Written problem ::
Please render the stretch of the listing below, from the line that contains "Outline the white ceramic plate." through the line that contains "[481,704,541,747]", as a JSON list of strings with one string per line and blank lines left out.

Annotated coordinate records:
○ ○ ○ ○ ○ ○ ○

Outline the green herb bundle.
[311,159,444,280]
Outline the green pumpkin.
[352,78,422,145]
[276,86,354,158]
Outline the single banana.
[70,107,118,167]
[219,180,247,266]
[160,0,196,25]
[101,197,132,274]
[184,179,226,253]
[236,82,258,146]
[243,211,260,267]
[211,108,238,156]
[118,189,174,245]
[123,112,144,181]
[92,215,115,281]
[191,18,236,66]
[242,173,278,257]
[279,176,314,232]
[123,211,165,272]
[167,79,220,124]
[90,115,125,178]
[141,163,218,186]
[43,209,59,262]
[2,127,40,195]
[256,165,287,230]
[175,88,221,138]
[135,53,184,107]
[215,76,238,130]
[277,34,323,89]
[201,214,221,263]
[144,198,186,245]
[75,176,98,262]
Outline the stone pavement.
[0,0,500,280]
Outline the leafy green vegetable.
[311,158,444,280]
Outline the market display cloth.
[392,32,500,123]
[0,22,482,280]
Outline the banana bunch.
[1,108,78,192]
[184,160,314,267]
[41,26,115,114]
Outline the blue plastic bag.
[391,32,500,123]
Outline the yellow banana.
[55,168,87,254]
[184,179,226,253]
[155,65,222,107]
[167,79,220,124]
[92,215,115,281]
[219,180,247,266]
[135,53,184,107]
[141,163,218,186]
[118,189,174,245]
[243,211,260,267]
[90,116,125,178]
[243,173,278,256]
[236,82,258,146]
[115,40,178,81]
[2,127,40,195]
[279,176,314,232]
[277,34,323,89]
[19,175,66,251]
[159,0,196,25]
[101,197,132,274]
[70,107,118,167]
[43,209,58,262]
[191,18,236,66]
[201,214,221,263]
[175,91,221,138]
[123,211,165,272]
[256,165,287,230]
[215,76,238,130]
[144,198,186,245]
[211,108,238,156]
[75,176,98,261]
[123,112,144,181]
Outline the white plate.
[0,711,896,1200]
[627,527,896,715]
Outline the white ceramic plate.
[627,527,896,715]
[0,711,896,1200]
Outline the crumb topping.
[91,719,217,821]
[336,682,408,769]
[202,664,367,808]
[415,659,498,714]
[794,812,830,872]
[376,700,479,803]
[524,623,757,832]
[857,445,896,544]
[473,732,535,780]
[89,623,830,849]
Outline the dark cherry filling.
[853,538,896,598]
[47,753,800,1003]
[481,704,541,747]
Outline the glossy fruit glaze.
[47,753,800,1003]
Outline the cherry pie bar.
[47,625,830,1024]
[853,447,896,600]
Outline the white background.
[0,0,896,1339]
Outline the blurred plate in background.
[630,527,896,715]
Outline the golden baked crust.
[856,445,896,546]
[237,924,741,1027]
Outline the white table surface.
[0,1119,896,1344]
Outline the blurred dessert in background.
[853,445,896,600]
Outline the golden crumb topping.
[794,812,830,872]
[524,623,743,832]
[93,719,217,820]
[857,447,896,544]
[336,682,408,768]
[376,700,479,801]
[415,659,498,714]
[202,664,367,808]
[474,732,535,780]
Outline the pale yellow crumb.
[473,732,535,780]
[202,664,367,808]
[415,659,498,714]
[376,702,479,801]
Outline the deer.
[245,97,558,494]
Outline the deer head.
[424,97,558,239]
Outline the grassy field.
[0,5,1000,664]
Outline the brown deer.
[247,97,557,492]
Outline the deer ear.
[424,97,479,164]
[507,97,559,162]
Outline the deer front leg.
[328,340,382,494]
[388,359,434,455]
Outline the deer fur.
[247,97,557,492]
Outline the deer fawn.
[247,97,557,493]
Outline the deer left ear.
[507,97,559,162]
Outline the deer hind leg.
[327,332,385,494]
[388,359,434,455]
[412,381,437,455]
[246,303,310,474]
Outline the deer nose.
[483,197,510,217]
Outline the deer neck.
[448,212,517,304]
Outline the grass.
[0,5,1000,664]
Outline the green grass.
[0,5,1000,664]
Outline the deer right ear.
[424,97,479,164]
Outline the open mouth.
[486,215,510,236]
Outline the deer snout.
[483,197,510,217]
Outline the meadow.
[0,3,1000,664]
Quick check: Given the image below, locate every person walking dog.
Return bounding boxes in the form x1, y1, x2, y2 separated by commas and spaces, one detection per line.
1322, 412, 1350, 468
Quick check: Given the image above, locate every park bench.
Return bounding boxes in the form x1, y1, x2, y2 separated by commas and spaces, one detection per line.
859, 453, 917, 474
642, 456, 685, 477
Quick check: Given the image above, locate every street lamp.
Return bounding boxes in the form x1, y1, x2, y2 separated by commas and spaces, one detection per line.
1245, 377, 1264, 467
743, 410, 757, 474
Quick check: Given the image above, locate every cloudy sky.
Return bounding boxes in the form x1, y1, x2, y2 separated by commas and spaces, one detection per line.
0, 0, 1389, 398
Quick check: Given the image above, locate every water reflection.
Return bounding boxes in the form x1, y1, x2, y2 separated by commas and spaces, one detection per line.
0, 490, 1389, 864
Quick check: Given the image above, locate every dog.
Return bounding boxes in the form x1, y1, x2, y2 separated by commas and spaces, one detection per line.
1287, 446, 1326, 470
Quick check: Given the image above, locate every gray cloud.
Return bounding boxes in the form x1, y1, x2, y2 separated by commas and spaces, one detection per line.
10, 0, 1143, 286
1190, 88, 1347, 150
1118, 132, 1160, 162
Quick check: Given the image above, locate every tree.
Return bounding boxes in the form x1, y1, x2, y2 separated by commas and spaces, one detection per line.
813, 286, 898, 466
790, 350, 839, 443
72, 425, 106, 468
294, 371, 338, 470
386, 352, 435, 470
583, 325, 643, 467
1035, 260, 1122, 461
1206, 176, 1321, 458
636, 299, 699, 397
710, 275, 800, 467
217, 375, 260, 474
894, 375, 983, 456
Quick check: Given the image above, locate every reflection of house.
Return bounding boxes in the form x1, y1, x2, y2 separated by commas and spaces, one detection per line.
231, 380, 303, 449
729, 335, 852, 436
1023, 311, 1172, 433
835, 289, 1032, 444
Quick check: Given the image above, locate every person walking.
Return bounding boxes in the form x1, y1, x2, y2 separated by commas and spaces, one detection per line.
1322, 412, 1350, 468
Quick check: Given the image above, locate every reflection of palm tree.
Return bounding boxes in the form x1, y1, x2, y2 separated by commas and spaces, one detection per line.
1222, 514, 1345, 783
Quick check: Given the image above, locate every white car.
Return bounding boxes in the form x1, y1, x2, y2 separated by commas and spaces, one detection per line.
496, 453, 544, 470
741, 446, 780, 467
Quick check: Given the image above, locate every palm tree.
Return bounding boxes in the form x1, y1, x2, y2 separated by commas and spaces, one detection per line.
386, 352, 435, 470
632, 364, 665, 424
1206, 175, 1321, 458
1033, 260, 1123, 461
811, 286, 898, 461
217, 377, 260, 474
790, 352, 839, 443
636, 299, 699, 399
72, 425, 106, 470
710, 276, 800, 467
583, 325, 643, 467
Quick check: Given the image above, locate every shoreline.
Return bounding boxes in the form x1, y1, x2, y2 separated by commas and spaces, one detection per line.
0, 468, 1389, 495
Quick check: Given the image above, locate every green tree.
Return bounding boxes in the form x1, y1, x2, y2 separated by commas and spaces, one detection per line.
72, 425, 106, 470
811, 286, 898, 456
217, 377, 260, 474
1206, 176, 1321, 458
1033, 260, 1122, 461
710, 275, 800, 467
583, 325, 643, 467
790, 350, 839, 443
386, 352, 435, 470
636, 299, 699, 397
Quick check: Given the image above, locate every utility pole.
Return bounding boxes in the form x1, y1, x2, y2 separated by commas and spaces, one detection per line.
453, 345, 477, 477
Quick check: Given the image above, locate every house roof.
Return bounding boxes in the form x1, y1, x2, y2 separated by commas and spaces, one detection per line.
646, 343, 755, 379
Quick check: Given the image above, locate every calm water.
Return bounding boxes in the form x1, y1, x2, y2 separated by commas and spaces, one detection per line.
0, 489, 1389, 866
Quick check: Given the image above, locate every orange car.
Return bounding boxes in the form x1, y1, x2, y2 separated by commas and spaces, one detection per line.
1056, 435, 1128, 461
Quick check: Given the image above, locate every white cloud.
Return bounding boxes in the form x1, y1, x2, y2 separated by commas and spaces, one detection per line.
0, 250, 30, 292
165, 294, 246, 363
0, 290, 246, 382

○ ○ ○ ○ ○ ○ ○

Worked solution ::
[
  "Outline the white ceramic plate.",
  "[627,527,896,715]",
  "[0,711,896,1200]",
  "Outline the crumb topping.",
  "[91,719,217,821]",
  "[336,682,408,769]",
  "[202,664,367,808]",
  "[415,659,498,714]",
  "[794,812,830,872]",
  "[376,700,479,803]",
  "[524,623,757,832]",
  "[857,445,896,544]",
  "[473,732,535,780]",
  "[89,623,830,849]",
  "Outline the dark cherry filling.",
  "[853,538,896,598]",
  "[47,753,800,1003]",
  "[481,704,541,747]"
]